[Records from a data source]
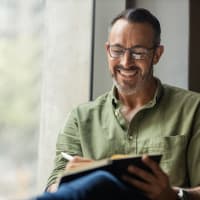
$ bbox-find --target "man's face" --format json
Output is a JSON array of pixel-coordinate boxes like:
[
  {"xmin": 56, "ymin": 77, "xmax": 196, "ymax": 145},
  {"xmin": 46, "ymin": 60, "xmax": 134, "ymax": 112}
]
[{"xmin": 106, "ymin": 19, "xmax": 163, "ymax": 95}]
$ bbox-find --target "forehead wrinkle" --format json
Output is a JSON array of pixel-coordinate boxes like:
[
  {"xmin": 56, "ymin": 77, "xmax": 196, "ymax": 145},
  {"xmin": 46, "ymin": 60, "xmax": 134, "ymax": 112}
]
[{"xmin": 109, "ymin": 19, "xmax": 154, "ymax": 48}]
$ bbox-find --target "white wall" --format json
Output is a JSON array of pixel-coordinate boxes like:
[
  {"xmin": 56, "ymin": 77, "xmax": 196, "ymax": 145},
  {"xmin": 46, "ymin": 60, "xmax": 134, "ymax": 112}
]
[
  {"xmin": 38, "ymin": 0, "xmax": 92, "ymax": 190},
  {"xmin": 93, "ymin": 0, "xmax": 125, "ymax": 98},
  {"xmin": 136, "ymin": 0, "xmax": 189, "ymax": 89}
]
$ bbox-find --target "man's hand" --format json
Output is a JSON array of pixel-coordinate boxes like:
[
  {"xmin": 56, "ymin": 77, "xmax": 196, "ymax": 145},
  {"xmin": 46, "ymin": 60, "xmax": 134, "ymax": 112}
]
[
  {"xmin": 123, "ymin": 155, "xmax": 177, "ymax": 200},
  {"xmin": 65, "ymin": 156, "xmax": 93, "ymax": 171}
]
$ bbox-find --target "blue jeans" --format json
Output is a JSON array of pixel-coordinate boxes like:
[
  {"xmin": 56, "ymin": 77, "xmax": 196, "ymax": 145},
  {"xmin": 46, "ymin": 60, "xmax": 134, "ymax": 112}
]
[{"xmin": 36, "ymin": 171, "xmax": 147, "ymax": 200}]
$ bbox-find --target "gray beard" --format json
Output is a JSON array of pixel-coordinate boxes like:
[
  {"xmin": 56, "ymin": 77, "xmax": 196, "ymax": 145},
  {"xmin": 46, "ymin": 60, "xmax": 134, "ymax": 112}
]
[{"xmin": 112, "ymin": 77, "xmax": 139, "ymax": 95}]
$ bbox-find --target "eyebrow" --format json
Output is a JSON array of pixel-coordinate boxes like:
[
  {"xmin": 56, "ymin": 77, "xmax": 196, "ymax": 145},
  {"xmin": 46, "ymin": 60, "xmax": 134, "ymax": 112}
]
[{"xmin": 110, "ymin": 43, "xmax": 148, "ymax": 49}]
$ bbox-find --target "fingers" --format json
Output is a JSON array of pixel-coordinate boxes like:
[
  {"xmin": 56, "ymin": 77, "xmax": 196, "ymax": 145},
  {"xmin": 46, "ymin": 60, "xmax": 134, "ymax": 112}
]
[
  {"xmin": 65, "ymin": 156, "xmax": 93, "ymax": 170},
  {"xmin": 142, "ymin": 155, "xmax": 164, "ymax": 177}
]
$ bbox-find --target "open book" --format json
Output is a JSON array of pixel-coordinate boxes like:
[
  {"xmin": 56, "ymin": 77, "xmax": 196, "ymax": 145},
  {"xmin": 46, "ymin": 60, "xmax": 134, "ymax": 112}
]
[{"xmin": 60, "ymin": 155, "xmax": 162, "ymax": 184}]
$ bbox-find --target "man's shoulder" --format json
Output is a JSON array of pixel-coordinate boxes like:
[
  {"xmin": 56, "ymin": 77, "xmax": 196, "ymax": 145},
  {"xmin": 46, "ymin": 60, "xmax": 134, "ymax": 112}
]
[
  {"xmin": 163, "ymin": 84, "xmax": 200, "ymax": 101},
  {"xmin": 75, "ymin": 92, "xmax": 112, "ymax": 112}
]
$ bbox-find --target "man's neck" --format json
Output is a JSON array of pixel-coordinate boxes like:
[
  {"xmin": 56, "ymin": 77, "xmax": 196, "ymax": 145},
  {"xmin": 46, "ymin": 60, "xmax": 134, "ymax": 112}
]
[
  {"xmin": 118, "ymin": 79, "xmax": 157, "ymax": 122},
  {"xmin": 118, "ymin": 79, "xmax": 157, "ymax": 110}
]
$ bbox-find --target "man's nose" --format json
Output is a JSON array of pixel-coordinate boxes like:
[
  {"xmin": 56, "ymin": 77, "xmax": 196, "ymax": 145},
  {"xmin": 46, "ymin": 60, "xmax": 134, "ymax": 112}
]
[{"xmin": 121, "ymin": 50, "xmax": 134, "ymax": 68}]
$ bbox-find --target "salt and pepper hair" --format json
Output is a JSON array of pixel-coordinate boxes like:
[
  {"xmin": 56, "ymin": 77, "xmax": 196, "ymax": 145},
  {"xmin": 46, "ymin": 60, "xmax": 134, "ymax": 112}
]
[{"xmin": 110, "ymin": 8, "xmax": 161, "ymax": 46}]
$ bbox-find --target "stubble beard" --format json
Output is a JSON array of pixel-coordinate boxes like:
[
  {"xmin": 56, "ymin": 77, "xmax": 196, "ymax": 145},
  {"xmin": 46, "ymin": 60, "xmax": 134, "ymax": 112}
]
[{"xmin": 111, "ymin": 66, "xmax": 153, "ymax": 95}]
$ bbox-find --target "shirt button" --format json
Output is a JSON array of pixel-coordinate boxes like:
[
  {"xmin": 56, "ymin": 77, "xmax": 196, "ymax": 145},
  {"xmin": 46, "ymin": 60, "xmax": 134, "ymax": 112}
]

#### Short task
Tally the lines in the rows above that contain the word "beard". Reply with the number only.

#### Result of the exercise
2